▸ Goal
Extract every line of the material below that contains the word "rock", matching case exactly.

▸ Extracted entries
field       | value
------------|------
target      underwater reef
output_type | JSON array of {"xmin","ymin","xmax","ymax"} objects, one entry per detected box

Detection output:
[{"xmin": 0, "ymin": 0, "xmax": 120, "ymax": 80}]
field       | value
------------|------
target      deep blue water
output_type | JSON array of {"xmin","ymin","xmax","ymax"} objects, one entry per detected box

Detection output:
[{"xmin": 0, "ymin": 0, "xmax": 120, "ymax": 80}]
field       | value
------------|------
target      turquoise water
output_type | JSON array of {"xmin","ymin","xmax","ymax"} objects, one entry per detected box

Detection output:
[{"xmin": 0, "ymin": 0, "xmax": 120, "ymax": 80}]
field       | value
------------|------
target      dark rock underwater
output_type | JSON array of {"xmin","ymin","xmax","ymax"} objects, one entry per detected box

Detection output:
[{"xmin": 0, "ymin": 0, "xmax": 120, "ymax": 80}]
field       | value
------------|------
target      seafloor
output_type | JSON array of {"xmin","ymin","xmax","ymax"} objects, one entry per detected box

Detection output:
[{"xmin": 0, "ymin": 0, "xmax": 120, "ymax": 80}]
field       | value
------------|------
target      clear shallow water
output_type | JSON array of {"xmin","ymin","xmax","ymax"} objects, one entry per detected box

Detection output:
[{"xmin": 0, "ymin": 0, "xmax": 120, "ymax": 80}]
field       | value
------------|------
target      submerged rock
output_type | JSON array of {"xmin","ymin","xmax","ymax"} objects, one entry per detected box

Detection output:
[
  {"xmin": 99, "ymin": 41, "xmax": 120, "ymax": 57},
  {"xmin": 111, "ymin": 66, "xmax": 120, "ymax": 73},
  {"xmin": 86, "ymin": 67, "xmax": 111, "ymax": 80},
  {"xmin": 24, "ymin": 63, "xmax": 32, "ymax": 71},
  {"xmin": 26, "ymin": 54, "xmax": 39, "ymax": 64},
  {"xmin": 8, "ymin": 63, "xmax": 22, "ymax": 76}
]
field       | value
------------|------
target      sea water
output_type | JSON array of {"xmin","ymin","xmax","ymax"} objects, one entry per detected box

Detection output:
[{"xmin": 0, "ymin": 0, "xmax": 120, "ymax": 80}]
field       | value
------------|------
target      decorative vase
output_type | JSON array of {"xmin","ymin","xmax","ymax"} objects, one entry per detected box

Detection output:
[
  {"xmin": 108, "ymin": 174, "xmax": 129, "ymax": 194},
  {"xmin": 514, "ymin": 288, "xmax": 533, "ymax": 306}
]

▸ Worked solution
target      dark rock underwater
target      submerged rock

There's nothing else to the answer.